(What the task requires): Copy out each line of the data that includes the string "child".

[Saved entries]
BEGIN

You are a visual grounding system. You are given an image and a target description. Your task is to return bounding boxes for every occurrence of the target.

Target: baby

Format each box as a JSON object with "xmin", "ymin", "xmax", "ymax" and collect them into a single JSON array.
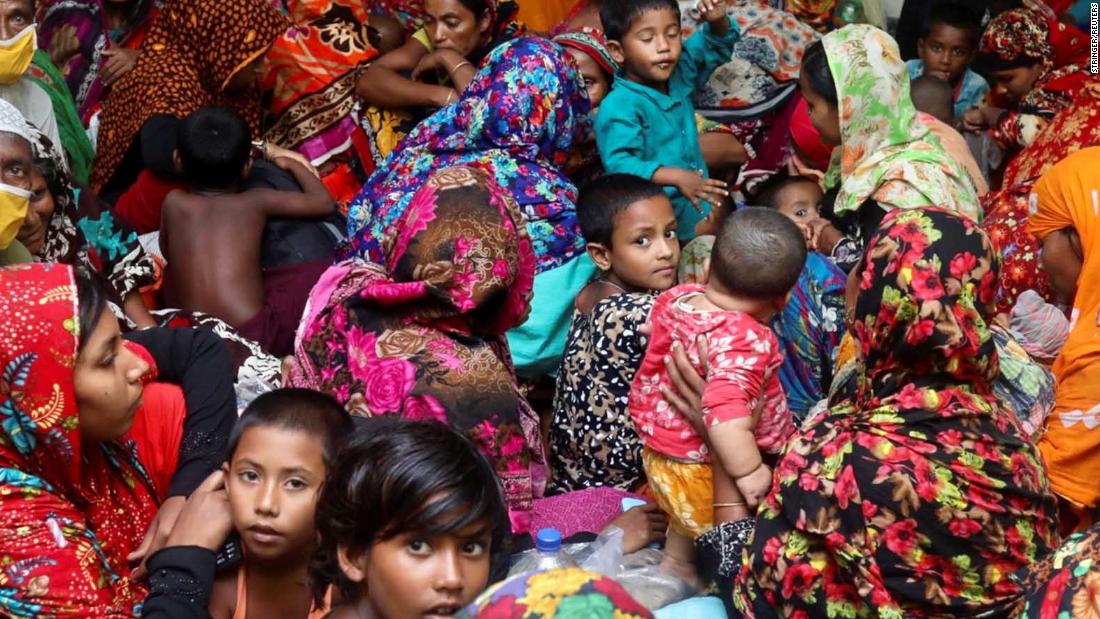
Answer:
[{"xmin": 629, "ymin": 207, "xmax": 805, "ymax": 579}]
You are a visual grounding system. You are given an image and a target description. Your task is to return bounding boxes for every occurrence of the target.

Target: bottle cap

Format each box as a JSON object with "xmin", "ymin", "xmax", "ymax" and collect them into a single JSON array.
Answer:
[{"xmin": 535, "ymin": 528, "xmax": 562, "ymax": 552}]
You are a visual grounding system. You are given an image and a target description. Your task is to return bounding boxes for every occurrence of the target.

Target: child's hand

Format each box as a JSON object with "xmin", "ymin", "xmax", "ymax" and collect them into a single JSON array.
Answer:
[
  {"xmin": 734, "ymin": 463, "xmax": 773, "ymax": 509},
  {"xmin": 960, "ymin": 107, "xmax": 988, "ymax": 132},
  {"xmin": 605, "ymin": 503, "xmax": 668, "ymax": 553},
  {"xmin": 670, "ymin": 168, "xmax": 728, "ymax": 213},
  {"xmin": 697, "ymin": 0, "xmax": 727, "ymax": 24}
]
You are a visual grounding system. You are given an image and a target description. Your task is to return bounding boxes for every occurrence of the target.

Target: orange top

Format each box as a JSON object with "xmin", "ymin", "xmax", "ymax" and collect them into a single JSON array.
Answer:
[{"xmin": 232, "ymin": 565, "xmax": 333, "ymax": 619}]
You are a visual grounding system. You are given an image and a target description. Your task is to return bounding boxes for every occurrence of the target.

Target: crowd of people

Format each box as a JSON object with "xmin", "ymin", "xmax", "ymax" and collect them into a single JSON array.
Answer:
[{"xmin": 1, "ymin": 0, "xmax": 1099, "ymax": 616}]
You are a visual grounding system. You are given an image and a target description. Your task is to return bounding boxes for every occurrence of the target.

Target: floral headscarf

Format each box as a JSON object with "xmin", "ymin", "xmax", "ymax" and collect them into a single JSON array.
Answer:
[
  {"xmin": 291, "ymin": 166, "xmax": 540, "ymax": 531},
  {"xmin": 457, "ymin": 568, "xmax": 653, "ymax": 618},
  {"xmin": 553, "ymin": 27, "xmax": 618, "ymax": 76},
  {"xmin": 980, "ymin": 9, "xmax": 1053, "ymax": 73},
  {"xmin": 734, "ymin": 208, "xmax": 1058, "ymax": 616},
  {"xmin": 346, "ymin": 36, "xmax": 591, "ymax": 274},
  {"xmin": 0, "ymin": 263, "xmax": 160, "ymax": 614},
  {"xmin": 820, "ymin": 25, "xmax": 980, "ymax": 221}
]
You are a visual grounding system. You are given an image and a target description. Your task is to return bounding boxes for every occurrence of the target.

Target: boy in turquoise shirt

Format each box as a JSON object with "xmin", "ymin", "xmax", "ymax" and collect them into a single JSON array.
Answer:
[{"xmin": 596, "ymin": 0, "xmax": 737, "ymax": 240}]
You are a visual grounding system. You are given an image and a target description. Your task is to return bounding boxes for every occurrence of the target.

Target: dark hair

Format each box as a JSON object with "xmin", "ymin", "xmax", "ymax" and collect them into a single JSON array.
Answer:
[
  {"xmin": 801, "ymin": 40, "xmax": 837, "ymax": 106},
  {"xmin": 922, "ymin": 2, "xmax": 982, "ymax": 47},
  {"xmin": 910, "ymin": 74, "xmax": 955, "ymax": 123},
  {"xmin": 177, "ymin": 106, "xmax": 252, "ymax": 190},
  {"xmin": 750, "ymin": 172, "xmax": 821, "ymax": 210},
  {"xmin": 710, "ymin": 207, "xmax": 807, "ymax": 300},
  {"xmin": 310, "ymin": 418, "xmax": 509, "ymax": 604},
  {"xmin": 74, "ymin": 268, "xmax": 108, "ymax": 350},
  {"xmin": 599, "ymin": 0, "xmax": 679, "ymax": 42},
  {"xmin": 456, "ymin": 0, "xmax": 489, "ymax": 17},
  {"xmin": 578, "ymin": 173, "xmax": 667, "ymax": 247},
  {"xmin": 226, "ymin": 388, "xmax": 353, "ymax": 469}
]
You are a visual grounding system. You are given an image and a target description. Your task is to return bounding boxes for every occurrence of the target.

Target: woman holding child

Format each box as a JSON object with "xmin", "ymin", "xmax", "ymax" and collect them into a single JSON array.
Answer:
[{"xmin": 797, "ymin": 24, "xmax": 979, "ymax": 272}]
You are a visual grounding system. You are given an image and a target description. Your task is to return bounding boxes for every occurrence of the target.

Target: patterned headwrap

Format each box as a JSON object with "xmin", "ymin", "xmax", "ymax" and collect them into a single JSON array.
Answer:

END

(Output of the exercise):
Target: child's hand
Target: woman holding child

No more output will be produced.